= Selected passage =
★ ★ ★ ★ ★
A hard work-out or a nasty cold can be an obvious cause for your current body aches. However, there is a range of causes behind aching muscles or joints.
Typically, inflammation is the cause of bodily aches. Inflammation is the body’s response to several conditions or behaviors. Some people chalk up body aches to getting older, but there are many other reasons at play, too. Below, we address some of the top causes behind body twitches and throbs and—more importantly—how to find relief.
Too Much Repetitive Motion
If you continuously use one part of your body – either through working out or performing work functions – you create body aches and concentrated pain through repetitive motion injury.
A common example? Carpal tunnel caused by typing! Another example? Standing for long hours without proper arch support.
Repeating the same motion over and over will cause tendons, muscles, and ligaments to become inflamed and swollen. You also might notice a reduced range of motion or lack of strength.
Fortunately, you can find relief in a few ways. You can do strength training through physical therapy, occupational therapy, or using braces for stability.
Overexertion in Exercise
Besides repetitive motion, it is possible to develop pain from overexertion in exercise.
If you try a new exercise or work a muscle group that you’ve neglected for a while, you can feel post-workout soreness. This type of pain, known as delayed-onset muscle soreness (DOMS), usually appears a day or so after the workout. It results from small tissue tears. This process also involves inflammation.
If your soreness is so severe that you can’t sit down or rest, do not stress too much. It indicates your muscles are learning and adapting to the new activity and preparing to do it again.
Too Little Rest & Support
If you’re going to do physical exercise, then kudos to you. It’ll help to strengthen your entire body, making you more resistant to body aches overall. Compound exercises, in which you use multiple muscle groups, can work wonders to strengthen your whole body. But only if you let it rest enough. So as discussed, don’t go too hard on yourself. The idea is that you only stress your body for around 30-60 minutes a day. The rest should be rest!
★ ★ ★ ★ ★
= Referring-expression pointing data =
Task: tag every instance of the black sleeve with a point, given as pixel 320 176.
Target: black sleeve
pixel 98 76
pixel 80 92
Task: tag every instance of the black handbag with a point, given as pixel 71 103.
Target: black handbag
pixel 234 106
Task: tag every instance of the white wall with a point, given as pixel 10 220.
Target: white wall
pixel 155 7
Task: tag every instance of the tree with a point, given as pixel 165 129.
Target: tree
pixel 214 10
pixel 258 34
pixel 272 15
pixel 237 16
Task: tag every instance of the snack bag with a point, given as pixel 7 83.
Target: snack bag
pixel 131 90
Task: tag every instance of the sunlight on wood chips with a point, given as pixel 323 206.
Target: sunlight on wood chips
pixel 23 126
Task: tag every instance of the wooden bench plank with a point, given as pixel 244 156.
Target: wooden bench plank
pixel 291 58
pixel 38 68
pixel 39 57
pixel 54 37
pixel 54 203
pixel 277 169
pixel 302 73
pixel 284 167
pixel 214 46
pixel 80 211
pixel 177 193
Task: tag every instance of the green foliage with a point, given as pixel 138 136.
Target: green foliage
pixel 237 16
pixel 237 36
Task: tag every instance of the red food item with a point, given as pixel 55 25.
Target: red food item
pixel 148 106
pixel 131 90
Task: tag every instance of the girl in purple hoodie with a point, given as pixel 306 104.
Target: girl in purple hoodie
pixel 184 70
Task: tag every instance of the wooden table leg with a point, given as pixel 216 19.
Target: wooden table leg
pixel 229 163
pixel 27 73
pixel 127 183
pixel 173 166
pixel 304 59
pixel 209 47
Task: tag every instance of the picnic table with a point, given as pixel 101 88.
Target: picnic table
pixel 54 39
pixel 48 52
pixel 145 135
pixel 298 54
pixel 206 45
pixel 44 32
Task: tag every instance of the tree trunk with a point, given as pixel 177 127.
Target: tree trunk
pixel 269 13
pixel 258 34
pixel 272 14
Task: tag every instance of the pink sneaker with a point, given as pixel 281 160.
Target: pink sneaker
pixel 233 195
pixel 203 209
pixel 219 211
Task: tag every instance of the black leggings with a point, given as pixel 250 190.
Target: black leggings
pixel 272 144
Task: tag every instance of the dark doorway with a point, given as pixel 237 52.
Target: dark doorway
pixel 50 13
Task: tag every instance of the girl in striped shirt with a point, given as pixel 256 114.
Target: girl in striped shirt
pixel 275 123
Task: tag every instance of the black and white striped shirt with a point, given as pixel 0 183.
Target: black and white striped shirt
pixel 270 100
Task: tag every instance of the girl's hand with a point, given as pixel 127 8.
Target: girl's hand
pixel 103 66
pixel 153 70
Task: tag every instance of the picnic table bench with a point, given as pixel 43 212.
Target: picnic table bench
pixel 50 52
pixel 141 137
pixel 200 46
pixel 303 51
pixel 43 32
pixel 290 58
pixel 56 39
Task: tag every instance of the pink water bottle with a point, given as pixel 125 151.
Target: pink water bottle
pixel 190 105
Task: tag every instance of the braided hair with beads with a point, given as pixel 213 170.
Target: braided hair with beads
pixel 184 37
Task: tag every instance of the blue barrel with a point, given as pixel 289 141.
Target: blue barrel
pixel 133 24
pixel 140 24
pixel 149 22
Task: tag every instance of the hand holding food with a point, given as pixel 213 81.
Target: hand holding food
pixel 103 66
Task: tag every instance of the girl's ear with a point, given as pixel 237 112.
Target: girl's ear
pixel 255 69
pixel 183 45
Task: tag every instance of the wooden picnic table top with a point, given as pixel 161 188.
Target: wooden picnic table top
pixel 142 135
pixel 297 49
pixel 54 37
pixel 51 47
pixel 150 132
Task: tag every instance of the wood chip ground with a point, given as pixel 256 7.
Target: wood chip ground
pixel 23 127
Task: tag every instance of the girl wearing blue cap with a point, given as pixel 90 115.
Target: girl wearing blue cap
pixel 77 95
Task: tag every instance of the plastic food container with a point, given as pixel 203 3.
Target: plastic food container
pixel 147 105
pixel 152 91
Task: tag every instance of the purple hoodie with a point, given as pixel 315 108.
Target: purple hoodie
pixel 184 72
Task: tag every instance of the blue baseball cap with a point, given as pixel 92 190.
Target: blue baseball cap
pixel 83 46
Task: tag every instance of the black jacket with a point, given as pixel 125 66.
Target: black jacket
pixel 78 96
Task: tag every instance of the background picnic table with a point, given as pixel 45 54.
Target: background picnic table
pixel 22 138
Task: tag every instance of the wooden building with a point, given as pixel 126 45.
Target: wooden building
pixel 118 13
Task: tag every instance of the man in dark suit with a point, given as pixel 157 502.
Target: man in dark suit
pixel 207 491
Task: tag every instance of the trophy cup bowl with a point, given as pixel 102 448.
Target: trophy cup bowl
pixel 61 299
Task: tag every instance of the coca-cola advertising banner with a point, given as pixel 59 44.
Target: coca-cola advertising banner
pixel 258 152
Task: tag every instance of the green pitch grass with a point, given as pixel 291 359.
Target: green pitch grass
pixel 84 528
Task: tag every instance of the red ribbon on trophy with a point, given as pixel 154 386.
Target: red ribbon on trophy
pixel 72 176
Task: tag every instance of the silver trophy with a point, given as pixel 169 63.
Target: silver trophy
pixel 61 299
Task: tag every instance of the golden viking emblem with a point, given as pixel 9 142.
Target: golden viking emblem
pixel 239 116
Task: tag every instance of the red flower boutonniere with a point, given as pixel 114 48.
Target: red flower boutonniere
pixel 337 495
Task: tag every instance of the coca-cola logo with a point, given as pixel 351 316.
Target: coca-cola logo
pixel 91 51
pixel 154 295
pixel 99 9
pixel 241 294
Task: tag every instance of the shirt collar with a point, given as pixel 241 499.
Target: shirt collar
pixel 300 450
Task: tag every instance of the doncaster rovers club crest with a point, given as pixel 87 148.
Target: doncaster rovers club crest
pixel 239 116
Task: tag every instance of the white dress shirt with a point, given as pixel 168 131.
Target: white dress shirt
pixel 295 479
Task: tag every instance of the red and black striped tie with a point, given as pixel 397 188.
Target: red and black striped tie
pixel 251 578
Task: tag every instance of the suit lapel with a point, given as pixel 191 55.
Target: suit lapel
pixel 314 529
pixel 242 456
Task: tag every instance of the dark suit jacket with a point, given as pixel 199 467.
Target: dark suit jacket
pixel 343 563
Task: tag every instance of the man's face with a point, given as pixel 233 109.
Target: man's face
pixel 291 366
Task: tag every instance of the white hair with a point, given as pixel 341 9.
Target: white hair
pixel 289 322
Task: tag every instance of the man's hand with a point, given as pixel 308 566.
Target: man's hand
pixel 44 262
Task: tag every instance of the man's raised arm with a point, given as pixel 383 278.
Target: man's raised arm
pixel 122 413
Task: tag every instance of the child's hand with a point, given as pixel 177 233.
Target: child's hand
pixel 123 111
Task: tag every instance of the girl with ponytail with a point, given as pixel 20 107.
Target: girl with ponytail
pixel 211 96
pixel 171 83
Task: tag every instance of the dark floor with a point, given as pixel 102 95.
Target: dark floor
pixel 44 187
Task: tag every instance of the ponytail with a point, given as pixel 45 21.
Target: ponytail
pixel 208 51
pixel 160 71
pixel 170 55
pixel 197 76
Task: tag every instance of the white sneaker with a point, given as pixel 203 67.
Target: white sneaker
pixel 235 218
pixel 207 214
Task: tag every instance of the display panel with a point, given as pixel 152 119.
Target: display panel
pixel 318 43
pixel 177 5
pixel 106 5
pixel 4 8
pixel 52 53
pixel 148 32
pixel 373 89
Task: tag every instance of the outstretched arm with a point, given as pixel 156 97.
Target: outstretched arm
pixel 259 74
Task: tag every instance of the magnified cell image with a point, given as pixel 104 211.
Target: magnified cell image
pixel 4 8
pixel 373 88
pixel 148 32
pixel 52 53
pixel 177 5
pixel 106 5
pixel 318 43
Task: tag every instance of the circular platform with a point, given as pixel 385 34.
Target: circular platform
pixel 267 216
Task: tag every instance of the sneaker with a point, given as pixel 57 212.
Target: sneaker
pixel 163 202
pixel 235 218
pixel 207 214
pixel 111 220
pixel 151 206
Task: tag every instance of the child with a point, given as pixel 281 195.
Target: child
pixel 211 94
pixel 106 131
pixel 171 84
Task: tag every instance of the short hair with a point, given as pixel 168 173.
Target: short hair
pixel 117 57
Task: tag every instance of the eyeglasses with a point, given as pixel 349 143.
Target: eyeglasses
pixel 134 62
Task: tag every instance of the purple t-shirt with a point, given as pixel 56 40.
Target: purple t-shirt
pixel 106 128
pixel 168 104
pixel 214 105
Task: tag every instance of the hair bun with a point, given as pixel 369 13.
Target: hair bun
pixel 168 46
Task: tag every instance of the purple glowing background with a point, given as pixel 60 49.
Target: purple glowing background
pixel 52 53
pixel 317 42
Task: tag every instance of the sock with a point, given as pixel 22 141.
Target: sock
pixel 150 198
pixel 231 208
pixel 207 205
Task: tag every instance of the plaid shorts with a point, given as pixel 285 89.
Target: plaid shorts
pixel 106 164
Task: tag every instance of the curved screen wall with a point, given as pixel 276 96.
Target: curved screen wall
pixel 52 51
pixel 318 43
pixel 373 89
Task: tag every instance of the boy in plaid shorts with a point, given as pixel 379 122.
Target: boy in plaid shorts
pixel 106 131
★ ★ ★ ★ ★
= Work instructions =
- A) From the body aches article, render this sentence in Spanish: "Inflammation is the body’s response to several conditions or behaviors."
- B) According to the body aches article, when does delayed-onset muscle soreness usually appear?
- C) Carry on the body aches article from its last sentence.

= Responses by task =
- A) La inflamación es la respuesta del cuerpo a diversas afecciones o comportamientos.

- B) It usually appears a day or so after the workout.

- C)
At the end of the day, you need to treat yourself to a warm bath, a comfy chair, a fluffy robe and a pair of warm slippers for wearing around the house. Speaking of which, make sure your slippers aren’t just warm, but that they also have good support. Here’s a few suggestions to help you on your way with that.
Psychological stress can have physical consequences, ranging from headaches to pain in the jaw or lower back.
When you are stressed, your body pumps the hormone cortisol. In the short term, that is fine. Over time, however, too much cortisol from chronic stress can cause:
- Muscle breakdown
- And more
To relieve aches from stress, you need to focus on your mental health. This shift in focus might mean taking time to unwind through activities you enjoy—like a jog, yoga, or breathing deeply and meditating. These little breaks will rejuvenate both your mind and body.
Adequate sleep not only helps you feel alert but also supports your body in remaining ache-free. Disruptive sleep does the opposite. It can be a barrier to non-restorative rest.
Disruptive sleep might include insomnia, trouble falling asleep, or waking in the middle of the night. If you frequently feel fatigued throughout the day, it might be a sign that you are not sleeping well.
Your musculoskeletal system needs six to eight hours of adequate sleep to repair itself for the next day. If your rest is far from restful, try various sleeping hacks.
Some sleep hacks include:
- Limiting screen time before sleep
- Avoiding caffeine before bed
- Ingesting a sleepy-time tea
If these hacks don’t work, consider visiting a sleep specialist for assistance.
A Deeper Issue
Muscle aches and pains can be a sign of a deeper issue. It could be a sign of various medical conditions characterized by inflammation throughout the body. Deeper issues could be everything from arthritis to lupus. If you suspect something deeper is at play, contact your doctor.
Also, don’t let your age discount your pain. Deeper issues, like arthritis, can affect people at any age.
There are over 100 types of arthritis, including rheumatoid or psoriatic arthritis, that affect your entire body. Arthritis feels like stiffness or pain. It can result from inactivity, such as during sleep, which is why people with arthritis often feel morning stiffness.
This type of pain typically lasts longer than an hour. You might also have swelling, tenderness, or pain around various joints. Diagnosing this issue involves talking with a doctor for treatment options.
Take Care of Yourself
There are many ways you can prioritize your health to alleviate aches and pains. These causes can be chronic or now and then, but they can still interfere with daily life. Take care of yourself through stretching, therapy, aids like arch support inserts, and other resources you might have. If you suspect anything else is at play, contact a doctor!